# [Description of the task]
Given the entries below, please return each one exactly.

(Records provided)

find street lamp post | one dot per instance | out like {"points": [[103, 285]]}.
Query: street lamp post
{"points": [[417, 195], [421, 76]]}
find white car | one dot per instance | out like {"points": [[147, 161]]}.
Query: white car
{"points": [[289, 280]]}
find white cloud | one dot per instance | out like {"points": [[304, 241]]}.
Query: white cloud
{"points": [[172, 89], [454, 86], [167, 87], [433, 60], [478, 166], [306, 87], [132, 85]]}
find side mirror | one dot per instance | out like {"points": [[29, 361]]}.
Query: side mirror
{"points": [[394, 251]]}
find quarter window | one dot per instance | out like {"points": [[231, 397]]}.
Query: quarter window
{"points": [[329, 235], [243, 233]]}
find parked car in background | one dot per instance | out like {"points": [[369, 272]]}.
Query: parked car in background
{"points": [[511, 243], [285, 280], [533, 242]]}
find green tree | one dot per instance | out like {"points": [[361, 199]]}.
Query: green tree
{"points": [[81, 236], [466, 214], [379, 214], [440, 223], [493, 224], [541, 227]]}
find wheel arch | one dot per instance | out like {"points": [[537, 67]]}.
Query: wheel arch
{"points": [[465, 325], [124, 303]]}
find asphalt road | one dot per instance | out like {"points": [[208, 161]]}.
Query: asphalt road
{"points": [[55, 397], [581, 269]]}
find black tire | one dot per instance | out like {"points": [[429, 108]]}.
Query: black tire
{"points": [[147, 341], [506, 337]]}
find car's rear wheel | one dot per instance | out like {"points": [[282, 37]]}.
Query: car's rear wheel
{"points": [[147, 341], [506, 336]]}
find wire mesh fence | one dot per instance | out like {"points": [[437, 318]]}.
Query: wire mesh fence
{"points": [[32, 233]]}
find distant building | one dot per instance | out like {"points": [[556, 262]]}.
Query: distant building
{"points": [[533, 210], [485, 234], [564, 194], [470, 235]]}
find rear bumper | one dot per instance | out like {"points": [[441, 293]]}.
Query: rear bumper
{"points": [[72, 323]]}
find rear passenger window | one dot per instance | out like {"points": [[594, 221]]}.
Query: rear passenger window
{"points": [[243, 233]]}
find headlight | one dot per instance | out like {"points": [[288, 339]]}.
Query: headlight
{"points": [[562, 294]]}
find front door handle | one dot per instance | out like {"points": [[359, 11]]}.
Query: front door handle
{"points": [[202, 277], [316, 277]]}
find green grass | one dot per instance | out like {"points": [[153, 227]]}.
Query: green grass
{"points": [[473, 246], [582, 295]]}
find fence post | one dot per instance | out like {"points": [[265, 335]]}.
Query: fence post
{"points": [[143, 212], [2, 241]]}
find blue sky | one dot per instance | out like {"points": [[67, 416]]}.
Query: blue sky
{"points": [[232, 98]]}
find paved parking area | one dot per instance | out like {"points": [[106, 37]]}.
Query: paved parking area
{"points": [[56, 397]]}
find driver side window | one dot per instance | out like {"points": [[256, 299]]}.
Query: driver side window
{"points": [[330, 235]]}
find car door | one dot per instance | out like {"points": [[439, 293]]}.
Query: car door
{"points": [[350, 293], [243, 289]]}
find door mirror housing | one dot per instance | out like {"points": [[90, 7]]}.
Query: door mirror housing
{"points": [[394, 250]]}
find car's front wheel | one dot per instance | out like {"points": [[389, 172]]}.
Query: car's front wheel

(End Records provided)

# [Result of the exercise]
find street lamp post | one dot per instance | out like {"points": [[103, 285]]}.
Query: street lamp post
{"points": [[417, 195], [421, 76]]}
find white car | one dot per instance | out like {"points": [[147, 161]]}.
Query: white car
{"points": [[289, 280]]}
find white cloud | one dot per instance | out like {"points": [[304, 241]]}.
Query: white cloud
{"points": [[172, 89], [454, 86], [167, 87], [433, 60], [478, 166], [306, 87], [132, 85]]}
find side mirror | one dot per instance | out like {"points": [[29, 361]]}.
Query: side mirror
{"points": [[394, 251]]}
find quarter window | one dot per instance | out like {"points": [[231, 397]]}.
Query: quarter window
{"points": [[329, 235], [243, 233]]}
find parked car in background | one dot per instance | out like {"points": [[369, 272]]}.
Query: parked car in background
{"points": [[511, 243], [285, 280], [533, 242]]}
find green tree | one dot per instance | out like {"points": [[361, 199]]}.
Query: green tree
{"points": [[81, 236], [466, 214], [379, 214], [440, 223], [493, 224], [541, 227]]}
find wheel arch | one dot per instance | out like {"points": [[537, 67]]}.
Query: wheel arch
{"points": [[465, 325], [124, 303]]}
find asphalt road | one dot per instance | out like {"points": [[208, 161]]}.
Query: asphalt road
{"points": [[55, 397], [581, 269]]}
find black tire | one dot per instance | out like {"points": [[429, 108]]}.
Query: black tire
{"points": [[147, 341], [506, 337]]}
find car's rear wheel | one dot per instance | out like {"points": [[282, 37]]}.
Query: car's rear wheel
{"points": [[147, 341], [506, 336]]}
find wire mesh fence | one dot per instance | out like {"points": [[437, 318]]}.
Query: wire mesh fence
{"points": [[32, 233]]}
find distant building | one dot per instance | out like {"points": [[556, 262]]}.
Query: distant building
{"points": [[533, 210], [485, 234], [564, 194], [470, 235]]}
find rear bumper | one dot per instance | out like {"points": [[441, 293]]}.
Query: rear bumper
{"points": [[72, 323]]}
find rear passenger window | one dot per instance | out like {"points": [[594, 221]]}.
Query: rear passenger window
{"points": [[243, 233]]}
find headlight | one dot per instance | out like {"points": [[288, 339]]}.
Query: headlight
{"points": [[562, 294]]}
find front door handle | one dot per instance | out like {"points": [[359, 11]]}.
Query: front door handle
{"points": [[202, 277], [316, 277]]}
find green grass | one dot per instance | out like {"points": [[153, 227]]}.
Query: green grass
{"points": [[473, 246], [582, 295]]}
find fence post | one dot per instance | out like {"points": [[265, 335]]}.
Query: fence post
{"points": [[143, 212], [2, 241]]}
find blue sky | one dot per instance | out like {"points": [[67, 416]]}.
Query: blue sky
{"points": [[232, 98]]}
find paved parking area | one dot per instance | out like {"points": [[106, 37]]}.
Query: paved parking area
{"points": [[56, 397]]}
find driver side window | one dot per instance | out like {"points": [[256, 299]]}.
Query: driver side window
{"points": [[330, 235]]}
find car door | one dot per instance | out like {"points": [[439, 293]]}.
Query: car door
{"points": [[350, 293], [243, 289]]}
find door mirror housing | one dot per instance | out like {"points": [[90, 7]]}.
Query: door mirror housing
{"points": [[394, 250]]}
find car's front wheel | one dot per instance | out like {"points": [[389, 172]]}.
Query: car's front wheel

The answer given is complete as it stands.